Private four-year academic institutions provide more space per in-person student than other sectors. Town and rural schools provide more space per in-person student than urban and suburban schools. Institutions with fewer than 5,000 in-person students offer the most instructional space per in-person student. And small public four-year institutions provide much more research lab space than small private four-year schools.
These are some of the findings in the Society for College and University Planning’s 2022 Campus Facilities Inventory Report. CFI is a national database that helps universities compare their campus development to peer institutions. The quantitative section of the 2022 Report is based on responses from 104 institutions across the U.S. and one in Canada, and its results were released a few weeks ago.
SCUP, a nonprofit professional association that since 1966 has supported college planners, in 2021 partnered with brightspot strategy, a Buro Happold company, to relaunch the Campus Facilities Inventory, (CFI) which originally had been collected and published in 2003-2007. The latest CFI increases the room-use categories tracked to 19, from 15 in the original version. The categories are derived from the National Center for Education Statistics Postsecondary Education Facilities Inventory and Classification Manual.
A sample of the CFI findings shows that small private four-year institutions average 58.7 net aggregate square feet of instructional space per in-person student compared to 35.2 sf that their public counterparts offer.
DEVELOPMENT PLANS GAUGED
The 2022 Report includes questions about qualitative changes to space on campus—both changes that have been made recently or are likely to be made in the next three years. Thirty-one institutions participated in this part of the survey, the majority of which are four-year public schools. The survey found that respondents are more likely to update or adapt existing facilities, rather than build new ones; are more likely to make changes to administrative office facilities than academic offices; and expect 80 percent of faculty and staff to be working either fully on campus or on campus 3-4 days per week.
Based on responses, investments in campus computing infrastructure and technology systems within facilities are highly likely over the next year. More than half of the respondents said they plan to increase their computational research laboratory and fabrication/maker space facilities. And these respondents also intent to make greater use of outdoor spaces next year.
Interestingly, compared to 2021, more respondents reported decommissioning facilities over the past year. The most common space types for decommissioning were workspaces and research labs. That trend is expected to continue over the following three years.
Athletic and recreation facilities moved up to the No. 2 facility type (from No. 7 in 2021) for planned facility updates, right behind classrooms. Adaptive reuse of existing facilities continues to top the list of planned changes to campus facilities, increasing to 84 percent of respondents, from 76 percent in 2021. And when it comes to library and study facilities, respondents are much less likely to move collections off-campus compared to 2021.

○ ○ ○ ○ ○

What you need to do:
1) Return the part of the campus facilities text from "Private four-year academic" up to and including "few weeks ago.".
2) According to the campus facilities text, which facility type moved up to No. 2 for planned facility updates?
The rows after the campus facilities text are not needed.

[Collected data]
○ ○ ○ ○ ○

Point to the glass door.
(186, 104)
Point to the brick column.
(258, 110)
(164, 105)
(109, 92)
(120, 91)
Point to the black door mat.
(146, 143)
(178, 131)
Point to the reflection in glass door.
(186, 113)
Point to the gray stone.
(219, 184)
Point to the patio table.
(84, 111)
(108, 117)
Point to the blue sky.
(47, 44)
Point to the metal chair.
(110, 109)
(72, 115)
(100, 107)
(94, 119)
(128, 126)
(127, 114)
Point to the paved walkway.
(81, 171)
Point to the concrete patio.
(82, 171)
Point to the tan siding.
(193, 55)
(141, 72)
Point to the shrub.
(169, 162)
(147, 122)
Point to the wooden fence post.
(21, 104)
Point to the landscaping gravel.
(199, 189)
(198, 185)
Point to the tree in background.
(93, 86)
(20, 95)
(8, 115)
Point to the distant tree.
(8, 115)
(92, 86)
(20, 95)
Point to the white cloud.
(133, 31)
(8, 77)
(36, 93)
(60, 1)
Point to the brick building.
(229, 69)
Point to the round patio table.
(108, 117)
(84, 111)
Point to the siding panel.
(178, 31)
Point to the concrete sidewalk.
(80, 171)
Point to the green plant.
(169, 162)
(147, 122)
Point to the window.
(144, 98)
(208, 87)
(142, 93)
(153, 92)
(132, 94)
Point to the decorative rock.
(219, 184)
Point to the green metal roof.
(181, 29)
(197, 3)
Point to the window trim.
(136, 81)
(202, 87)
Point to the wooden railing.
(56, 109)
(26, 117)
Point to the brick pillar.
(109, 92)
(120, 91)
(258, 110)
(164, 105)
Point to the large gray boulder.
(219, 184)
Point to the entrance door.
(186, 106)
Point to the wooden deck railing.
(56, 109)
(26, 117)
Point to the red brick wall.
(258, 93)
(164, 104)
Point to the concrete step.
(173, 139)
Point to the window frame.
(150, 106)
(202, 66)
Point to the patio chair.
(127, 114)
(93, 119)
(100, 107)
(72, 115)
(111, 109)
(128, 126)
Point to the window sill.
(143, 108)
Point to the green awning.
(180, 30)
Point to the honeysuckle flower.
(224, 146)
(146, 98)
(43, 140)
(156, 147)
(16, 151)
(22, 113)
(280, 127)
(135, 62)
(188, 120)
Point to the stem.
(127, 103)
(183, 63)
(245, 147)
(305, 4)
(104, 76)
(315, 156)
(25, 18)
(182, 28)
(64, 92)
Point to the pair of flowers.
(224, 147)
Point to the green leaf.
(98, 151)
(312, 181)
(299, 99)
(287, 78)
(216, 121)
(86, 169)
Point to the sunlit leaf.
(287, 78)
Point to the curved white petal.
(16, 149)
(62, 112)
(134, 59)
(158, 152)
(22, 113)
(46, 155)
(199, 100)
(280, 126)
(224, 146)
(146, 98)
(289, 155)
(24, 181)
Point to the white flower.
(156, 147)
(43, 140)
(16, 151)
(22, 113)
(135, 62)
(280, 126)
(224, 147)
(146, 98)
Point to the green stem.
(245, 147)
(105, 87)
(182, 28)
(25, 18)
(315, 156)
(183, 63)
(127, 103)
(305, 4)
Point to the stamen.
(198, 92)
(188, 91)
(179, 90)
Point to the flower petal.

○ ○ ○ ○ ○

Responses by item number:
1)
Private four-year academic institutions provide more space per in-person student than other sectors. Town and rural schools provide more space per in-person student than urban and suburban schools. Institutions with fewer than 5,000 in-person students offer the most instructional space per in-person student. And small public four-year institutions provide much more research lab space than small private four-year schools.
These are some of the findings in the Society for College and University Planning’s 2022 Campus Facilities Inventory Report. CFI is a national database that helps universities compare their campus development to peer institutions. The quantitative section of the 2022 Report is based on responses from 104 institutions across the U.S. and one in Canada, and its results were released a few weeks ago.

2) Athletic and recreation facilities, up from No. 7 in 2021.